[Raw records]
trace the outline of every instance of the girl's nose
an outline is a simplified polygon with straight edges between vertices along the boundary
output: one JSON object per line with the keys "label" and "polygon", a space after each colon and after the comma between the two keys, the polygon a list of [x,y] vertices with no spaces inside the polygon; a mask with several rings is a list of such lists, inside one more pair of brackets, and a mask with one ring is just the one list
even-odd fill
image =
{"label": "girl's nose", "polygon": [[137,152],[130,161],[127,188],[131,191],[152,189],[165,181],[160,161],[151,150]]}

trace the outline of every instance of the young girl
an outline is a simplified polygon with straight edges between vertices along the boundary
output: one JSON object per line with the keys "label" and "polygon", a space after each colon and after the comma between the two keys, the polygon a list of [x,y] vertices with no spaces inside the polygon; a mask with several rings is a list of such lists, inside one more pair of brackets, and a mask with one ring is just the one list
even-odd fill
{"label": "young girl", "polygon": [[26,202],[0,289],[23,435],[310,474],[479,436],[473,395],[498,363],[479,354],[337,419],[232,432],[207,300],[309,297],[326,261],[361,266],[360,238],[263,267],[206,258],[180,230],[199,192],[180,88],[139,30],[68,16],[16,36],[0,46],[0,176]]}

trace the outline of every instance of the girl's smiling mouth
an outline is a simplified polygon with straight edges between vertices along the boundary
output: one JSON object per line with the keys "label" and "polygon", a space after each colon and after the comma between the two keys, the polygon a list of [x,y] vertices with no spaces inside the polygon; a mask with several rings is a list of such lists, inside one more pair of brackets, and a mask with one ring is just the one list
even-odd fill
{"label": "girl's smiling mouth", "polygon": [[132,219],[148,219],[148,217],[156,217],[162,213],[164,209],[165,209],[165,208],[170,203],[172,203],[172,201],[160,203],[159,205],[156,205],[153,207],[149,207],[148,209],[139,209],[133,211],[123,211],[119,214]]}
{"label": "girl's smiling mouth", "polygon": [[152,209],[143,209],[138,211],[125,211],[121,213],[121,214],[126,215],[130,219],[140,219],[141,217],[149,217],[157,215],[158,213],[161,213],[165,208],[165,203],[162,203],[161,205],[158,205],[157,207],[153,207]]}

_Given exercise_
Extract every line of the items above and reproduce each one unchanged, in its original order.

_Answer to this exercise_
trace the outline of every instance of the girl's nose
an outline is a simplified polygon with straight edges between vertices along the boundary
output: one JSON object per line with the keys "label" and "polygon", a space after each colon and after the comma between the two keys, the polygon a list of [x,y] vertices with no spaces inside the polygon; a mask with several rings is a list of such lists, inside one more pair of brackets, and a mask with one ring is just the one list
even-odd fill
image =
{"label": "girl's nose", "polygon": [[137,152],[130,161],[127,188],[131,191],[152,189],[165,181],[160,161],[151,150]]}

trace the outline of every instance of the young girl
an outline is a simplified polygon with straight edges between vertices along the boundary
output: one JSON object per line with the keys "label" and "polygon", a space after each colon and after the comma between the two keys, the polygon a list of [x,y] vertices with no spaces inside the polygon; a mask with several rings is a list of such lists, inside one more pair of brackets, and a mask with one ring is just the one list
even-odd fill
{"label": "young girl", "polygon": [[26,202],[0,289],[23,435],[310,474],[479,436],[473,395],[498,363],[479,354],[337,419],[232,432],[207,300],[309,297],[326,261],[361,266],[360,238],[263,267],[206,258],[180,230],[199,192],[180,88],[139,30],[68,16],[16,36],[0,46],[0,176]]}

trace the outline of every instance of the girl's smiling mouth
an outline is a simplified polygon with straight edges between vertices along the boundary
output: one JSON object per line with the keys "label" and "polygon", a space after each colon and after the comma between the two keys, the polygon a list of [x,y] vertices with no spaces inside the polygon; a mask with several rings is a list of such lists, inside one more pair of brackets, and a mask with one ring is just the one list
even-odd fill
{"label": "girl's smiling mouth", "polygon": [[132,219],[148,219],[148,217],[156,217],[162,213],[164,209],[165,209],[165,208],[170,203],[172,203],[172,201],[160,203],[159,205],[156,205],[153,207],[149,207],[148,209],[139,209],[133,211],[123,211],[119,214]]}
{"label": "girl's smiling mouth", "polygon": [[152,209],[143,209],[138,211],[125,211],[121,213],[121,214],[126,215],[130,219],[140,219],[141,217],[149,217],[157,215],[158,213],[161,213],[165,208],[165,203],[162,203],[161,205],[158,205],[157,207],[153,207]]}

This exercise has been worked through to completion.